ИСХОДНЫЙ ОТРЫВОК -
Отдых в летний зной. Фрагмент свитка. XVI в.

Как ни парадоксально, минская империя, ставшая законченным воплощением традиционного политического идеала, оказалась, как никогда, чужой для тех, кто этот идеал исповедовал и представлял. Для образованных людей того времени карьера чиновника была настолько же привлекательной, насколько и отталкивающей. Даже чем более привлекательной, тем более отталкивающей. Изощренный формализм экзаменов не в последнюю очередь был вызван необходимостью повысить квалификационный ценз ввиду большого наплыва желавших экзаменоваться. Но чем тернистее становился путь в райские кущи имперских канцелярий, тем большее число достойных кандидатов он отпугивал. И чем сильнее разгоралась фракционная борьба в рядах администрации, тем больше служилых людей старались под разными предлогами сложить с себя «бремена неудобоносимые» государственной службы. Литераторы тех времен чуть ли не состязались в сочинении сатиры на быт и нравы имперских канцелярий. Для умонастроения конца XVI века характерна повесть литератора Ту Луна о некоем «Ученом Сокровенных Просторов», который решил провести жизнь в странствиях, поскольку устал «от лживых разговоров и соблюдения пустых церемоний». Герой повести Ту Луна, приходя в свою управу, ощущает себя подобным «обезьяне в клетке», которая боится даже почесаться в присутствии начальства и тем более не смеет «глядеть дальше собственного носа». Другой известный литератор тех лет, Юань Хундао, писал о правителе уезда, что тот похож на раба, когда принимает начальника, на кокотку – когда развлекает гостей, а в своей управе вообще похож на кладовщика[30 - Chou Chih-P’ing. Yuan Hung-tao and the Kung-an School. Cambridge, 1988. P. 94.].

(Строки набора данных для указания на объекты)

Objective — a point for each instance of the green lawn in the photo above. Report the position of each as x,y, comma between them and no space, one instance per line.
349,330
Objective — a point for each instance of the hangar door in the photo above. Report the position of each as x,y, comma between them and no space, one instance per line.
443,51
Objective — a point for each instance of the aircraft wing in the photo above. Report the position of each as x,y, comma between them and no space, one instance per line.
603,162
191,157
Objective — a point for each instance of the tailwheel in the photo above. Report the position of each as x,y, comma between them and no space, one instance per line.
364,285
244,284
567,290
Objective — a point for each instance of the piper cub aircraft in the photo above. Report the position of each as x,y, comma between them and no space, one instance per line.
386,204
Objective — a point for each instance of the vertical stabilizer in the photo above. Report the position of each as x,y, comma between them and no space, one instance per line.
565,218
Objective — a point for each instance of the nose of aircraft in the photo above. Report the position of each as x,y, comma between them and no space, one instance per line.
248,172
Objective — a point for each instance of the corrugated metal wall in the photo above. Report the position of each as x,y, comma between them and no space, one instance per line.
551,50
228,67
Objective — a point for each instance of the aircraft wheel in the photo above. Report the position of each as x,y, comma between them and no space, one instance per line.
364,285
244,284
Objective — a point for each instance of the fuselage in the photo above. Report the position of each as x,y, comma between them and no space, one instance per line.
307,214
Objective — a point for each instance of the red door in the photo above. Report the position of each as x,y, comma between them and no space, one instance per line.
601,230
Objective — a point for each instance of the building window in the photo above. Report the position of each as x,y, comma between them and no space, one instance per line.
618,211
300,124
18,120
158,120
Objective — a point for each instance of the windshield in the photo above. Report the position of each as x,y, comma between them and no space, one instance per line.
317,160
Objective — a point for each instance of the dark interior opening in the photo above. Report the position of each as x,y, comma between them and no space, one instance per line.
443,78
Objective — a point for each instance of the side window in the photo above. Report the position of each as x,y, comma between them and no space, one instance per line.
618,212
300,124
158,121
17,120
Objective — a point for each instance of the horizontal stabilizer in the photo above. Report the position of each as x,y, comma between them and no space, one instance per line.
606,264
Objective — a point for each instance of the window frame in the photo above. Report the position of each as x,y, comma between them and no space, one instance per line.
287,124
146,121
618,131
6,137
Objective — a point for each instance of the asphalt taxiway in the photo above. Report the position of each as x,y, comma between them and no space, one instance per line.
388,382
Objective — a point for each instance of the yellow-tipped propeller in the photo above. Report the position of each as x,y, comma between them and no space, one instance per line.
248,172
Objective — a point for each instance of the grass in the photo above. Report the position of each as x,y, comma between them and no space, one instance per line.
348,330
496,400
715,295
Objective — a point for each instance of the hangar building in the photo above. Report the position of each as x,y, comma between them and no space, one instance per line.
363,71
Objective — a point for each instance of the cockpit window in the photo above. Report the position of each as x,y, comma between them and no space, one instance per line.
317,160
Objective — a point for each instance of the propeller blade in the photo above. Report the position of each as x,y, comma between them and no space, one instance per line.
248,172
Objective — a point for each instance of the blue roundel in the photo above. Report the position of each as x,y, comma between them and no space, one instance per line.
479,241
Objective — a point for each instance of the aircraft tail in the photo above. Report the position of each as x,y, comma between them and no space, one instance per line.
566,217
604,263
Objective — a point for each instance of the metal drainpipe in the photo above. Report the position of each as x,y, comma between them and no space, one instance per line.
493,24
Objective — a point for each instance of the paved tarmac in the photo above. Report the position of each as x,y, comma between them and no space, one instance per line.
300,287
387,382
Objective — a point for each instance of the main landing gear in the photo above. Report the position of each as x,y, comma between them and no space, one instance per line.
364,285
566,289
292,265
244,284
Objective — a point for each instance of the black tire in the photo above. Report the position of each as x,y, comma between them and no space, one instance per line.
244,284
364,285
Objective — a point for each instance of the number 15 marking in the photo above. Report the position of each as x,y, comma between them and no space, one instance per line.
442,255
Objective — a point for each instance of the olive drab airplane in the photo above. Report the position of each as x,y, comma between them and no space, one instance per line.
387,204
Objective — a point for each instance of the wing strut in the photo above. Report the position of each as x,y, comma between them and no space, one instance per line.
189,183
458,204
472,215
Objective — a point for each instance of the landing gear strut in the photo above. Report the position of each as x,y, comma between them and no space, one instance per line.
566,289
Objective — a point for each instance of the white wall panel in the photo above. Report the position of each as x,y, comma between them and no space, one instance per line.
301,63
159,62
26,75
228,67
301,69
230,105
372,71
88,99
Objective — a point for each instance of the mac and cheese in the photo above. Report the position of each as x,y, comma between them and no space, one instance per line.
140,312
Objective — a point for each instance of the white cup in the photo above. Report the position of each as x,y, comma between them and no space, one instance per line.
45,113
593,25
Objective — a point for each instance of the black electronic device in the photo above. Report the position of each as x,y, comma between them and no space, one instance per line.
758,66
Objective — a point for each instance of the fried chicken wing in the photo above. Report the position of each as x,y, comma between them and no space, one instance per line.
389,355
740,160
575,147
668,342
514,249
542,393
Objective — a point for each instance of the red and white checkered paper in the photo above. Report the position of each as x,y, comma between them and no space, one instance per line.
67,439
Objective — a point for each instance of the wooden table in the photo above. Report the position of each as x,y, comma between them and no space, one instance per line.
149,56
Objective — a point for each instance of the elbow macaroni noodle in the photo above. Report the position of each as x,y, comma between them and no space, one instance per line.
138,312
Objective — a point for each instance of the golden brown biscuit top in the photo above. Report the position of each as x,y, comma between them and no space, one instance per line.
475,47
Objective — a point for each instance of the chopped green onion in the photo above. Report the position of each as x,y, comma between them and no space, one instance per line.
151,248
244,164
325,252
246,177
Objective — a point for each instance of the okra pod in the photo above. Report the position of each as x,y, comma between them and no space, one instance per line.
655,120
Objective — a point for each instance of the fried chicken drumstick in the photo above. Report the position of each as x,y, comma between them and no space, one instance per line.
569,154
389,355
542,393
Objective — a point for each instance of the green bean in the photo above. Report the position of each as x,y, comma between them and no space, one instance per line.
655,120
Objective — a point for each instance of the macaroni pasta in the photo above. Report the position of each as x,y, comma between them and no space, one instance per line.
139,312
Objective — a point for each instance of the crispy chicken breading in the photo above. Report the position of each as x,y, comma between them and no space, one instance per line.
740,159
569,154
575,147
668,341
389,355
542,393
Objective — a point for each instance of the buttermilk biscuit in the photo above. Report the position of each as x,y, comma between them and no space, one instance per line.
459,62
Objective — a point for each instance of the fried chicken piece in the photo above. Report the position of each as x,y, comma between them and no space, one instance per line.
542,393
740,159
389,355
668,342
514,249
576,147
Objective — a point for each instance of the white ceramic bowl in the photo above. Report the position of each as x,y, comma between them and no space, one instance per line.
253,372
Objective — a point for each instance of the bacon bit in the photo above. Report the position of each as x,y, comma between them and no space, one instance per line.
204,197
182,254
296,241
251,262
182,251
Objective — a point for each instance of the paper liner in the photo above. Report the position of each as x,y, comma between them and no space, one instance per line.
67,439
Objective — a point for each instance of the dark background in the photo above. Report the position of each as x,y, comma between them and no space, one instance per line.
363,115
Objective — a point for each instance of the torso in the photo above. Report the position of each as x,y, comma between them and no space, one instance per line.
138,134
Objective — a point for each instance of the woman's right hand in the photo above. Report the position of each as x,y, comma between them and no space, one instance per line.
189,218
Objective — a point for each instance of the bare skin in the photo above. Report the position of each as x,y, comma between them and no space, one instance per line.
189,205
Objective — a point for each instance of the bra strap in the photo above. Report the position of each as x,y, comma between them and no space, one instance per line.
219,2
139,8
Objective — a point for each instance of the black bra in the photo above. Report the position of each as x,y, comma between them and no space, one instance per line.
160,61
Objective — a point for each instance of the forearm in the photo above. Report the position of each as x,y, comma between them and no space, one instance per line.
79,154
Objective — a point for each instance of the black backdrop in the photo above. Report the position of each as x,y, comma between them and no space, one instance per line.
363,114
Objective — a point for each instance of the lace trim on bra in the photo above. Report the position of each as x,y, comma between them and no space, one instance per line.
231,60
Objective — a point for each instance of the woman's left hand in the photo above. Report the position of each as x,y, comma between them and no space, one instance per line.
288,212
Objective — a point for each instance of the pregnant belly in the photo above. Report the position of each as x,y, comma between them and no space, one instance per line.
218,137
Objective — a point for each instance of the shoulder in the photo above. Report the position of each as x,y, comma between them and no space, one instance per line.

ПОСТАНОВКА ЗАДАЧИ - Продолжите отрывок о чиновничьей службе в минской империи, начав сразу после его последнего предложения.

РЕЗУЛЬТАТ УПРАЖНЕНИЯ -
Кем же были наследники идеала «человека культуры»? В их собственных глазах – людьми, достойными почета и всеобщего уважения благодаря своим талантам, добродетелям, уму, воспитанию; людьми, единственно достойными «великого дела» императорского правления и даже, может быть, слишком достойными: бюрократическая рутина едва ли могла удовлетворить грандиозные амбиции тех, кто, как было принято говорить в Китае, «весь мир держал на ладони». К тому же тесная смычка бюрократии и купечества заставила ученых людей империи заботиться о сохранении своего общественного лица. Там, где не талант и знания, а связи и деньги открывали путь наверх, было тем более важно отделить искренность от лицемерия, подлинную духовность – от снобизма, рутинерства и беспринципности.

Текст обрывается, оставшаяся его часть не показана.